§ **Provided passage**:
The meat of Urban PA’s argument is that Urban NY’s allegations are insufficient because it has not alleged an independent crime or tort. (Def. Br. 21-22). But considering the totality of Urban NY’s pleading, the Court finds sufficient allegations of wrongdoing. Urban NY claims that Urban PA exploited its access to Urban NY’s data, information, and customers to undermine Urban NY’s current projects and prevent the development of further business relationships. (FAC ¶¶ 65, 118-121). That is enough at this stage. Indeed, sister courts in this District have allowed tortious interference claims to go forward on substantially similar allegations. See Sidney Frank Importing Co., Inc. v. Beam Inc., 998 F. Supp. 2d
193, 212-14 (S.D.N.Y. 2014) (denying a motion to dismiss a tortious interference claim when the plaintiff alleged that the defendant made misrepresentations about the plaintiff’s brand to specific distributors); Cereus Prod. Dev., Inc. v. Boom LLC, No. 14 Civ. 4292 (PAC), 2015 WL 3540827, at *7 (S.D.N.Y. June 5, 2015) (denying a motion to dismiss a tortious interference claim based on allegations that the defendants spoke to a third party, “pitched their business based on information improperly gleaned from Plaintiff, and made misleading statements regarding the stability of Plaintiff’s business”).
b. Urban NY’s Tortious Interference Claim Is Not Duplicative of Its Breach-of-Contract Claim Second, Urban PA argues that Urban NY’s tortious interference claim is duplicative of its breach of contract claim, so it should be dismissed under the economic loss doctrine and Pennsylvania’s gist-of-the-action doctrine. (Def. Br. 21-22). But Urban NY’s tortious interference claim, while arguably arising out of its contractual relationship with Urban PA, remains collateral to the contract. See Cereus Prod. Dev., 2015 WL 3540827, at *7 (“Plaintiff may proceed with tort claims in addition to its breach of contract claim because it has alleged tortious conduct collateral to the contract.”); Frank C. Pollara Grp., LLC v. Ocean View Inv. Holding, LLC, 784 F.3d 177, 186 (3d Cir. 2015) (noting that the gist-of-the-action doctrine does not apply if a plaintiff “point[s] to independent events giving rise to the tort”). Here, Urban PA’s alleged misstatement to Urban NY’s prospective business partners does not implicate any contract at all. And the Court agrees that Urban NY’s tortious interference claim stems not from alleged breaches of
the Services Agreement, but rather from alleged misuse of access and information. While these allegations are related to the contractual violations Urban NY raises, see supra B.1, they are better described as “collateral” and can thus support a tort claim, see Cereus Prod. Dev., 2015 WL 3540827, at *7.13 c. Urban PA Alleged Actions Proximately Caused Urban NY’s Injury Finally, Urban PA suggests that Urban NY has not alleged that Urban PA’s conduct was the proximate cause of any supposed lost business opportunity. (Def. Reply 9). But that is also untrue. Urban NY alleges that certain entities “routinely invite[d] [Urban NY] to submit bids for project work based on [its] superior past performance and reputation,” but that Urban NY “lost out on or was not invited” by those entities “to bid on [future]
opportunities” due to Urban PA’s actions. (FAC ¶¶ 120, 122). That is a sufficient allegation of causation. At this stage, the Court thus holds that Urban NY has alleged a viable claim for tortious interference with prospective economic advantage.

§ **Direction 1**: Rewrite the records from the line containing "Find the green grass" through the end of the records, changing "marker" to "pin" and leaving everything else unchanged.

§ **Stored records**:
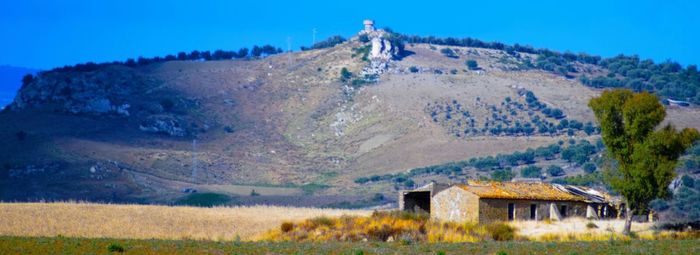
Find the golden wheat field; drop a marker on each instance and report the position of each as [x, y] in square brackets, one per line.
[149, 221]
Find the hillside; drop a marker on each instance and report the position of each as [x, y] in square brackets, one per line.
[10, 81]
[285, 125]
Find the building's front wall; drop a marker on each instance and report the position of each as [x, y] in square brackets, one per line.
[455, 204]
[491, 210]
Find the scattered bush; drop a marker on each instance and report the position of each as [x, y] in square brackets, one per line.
[286, 226]
[115, 248]
[591, 225]
[204, 200]
[449, 53]
[555, 170]
[345, 75]
[501, 231]
[531, 172]
[502, 175]
[589, 167]
[472, 64]
[389, 225]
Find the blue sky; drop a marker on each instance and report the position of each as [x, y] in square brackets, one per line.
[50, 33]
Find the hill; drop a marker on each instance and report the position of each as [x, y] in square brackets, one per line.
[294, 128]
[10, 81]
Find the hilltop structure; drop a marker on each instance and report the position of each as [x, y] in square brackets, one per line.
[507, 201]
[382, 51]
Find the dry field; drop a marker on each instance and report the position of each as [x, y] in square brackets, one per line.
[576, 226]
[147, 222]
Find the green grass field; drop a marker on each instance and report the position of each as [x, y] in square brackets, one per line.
[62, 245]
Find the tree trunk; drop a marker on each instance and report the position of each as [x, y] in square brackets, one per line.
[628, 220]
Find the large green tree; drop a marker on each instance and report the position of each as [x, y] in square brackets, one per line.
[646, 154]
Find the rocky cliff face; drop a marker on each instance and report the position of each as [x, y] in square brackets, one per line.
[381, 53]
[117, 91]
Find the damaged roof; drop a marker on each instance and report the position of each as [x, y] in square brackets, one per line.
[532, 191]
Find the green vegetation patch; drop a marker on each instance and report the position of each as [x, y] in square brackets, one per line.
[204, 199]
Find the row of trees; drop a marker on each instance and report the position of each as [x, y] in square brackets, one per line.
[329, 42]
[255, 52]
[667, 79]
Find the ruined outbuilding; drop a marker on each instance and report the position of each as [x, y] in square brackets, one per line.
[507, 201]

§ **Direction 2**:
Do the following statements agree with the court ruling excerpt? Answer yes or no for each, and quote the deciding words.
(a) Urban PA argued that Urban NY's tortious interference claim should be dismissed under the economic loss doctrine and Pennsylvania's gist-of-the-action doctrine.
(b) The Court found that Urban NY's tortious interference claim arises from alleged breaches of the Services Agreement.
(c) The Court held that Urban NY failed to allege causation.

§ **Written answer 1**:
Find the green grass field; drop a pin on each instance and report the position of each as [x, y] in square brackets, one per line.
[62, 245]
Find the tree trunk; drop a pin on each instance and report the position of each as [x, y] in square brackets, one per line.
[628, 220]
Find the large green tree; drop a pin on each instance and report the position of each as [x, y] in square brackets, one per line.
[646, 154]
Find the rocky cliff face; drop a pin on each instance and report the position of each as [x, y] in square brackets, one per line.
[381, 53]
[117, 91]
Find the damaged roof; drop a pin on each instance and report the position of each as [x, y] in square brackets, one per line.
[532, 191]
Find the green vegetation patch; drop a pin on each instance and report the position of each as [x, y] in square brackets, one per line.
[204, 199]
Find the row of trees; drop a pin on each instance and report the position of each as [x, y] in square brackets, one per line.
[329, 42]
[255, 52]
[667, 79]
Find the ruined outbuilding; drop a pin on each instance and report the position of each as [x, y] in square brackets, one per line.
[507, 201]

§ **Written answer 2**:
(a) Yes: "so it should be dismissed under the economic loss doctrine and Pennsylvania’s gist-of-the-action doctrine"
(b) No: "the Services Agreement, but rather from alleged misuse of access and information"
(c) No: "That is a sufficient allegation of causation."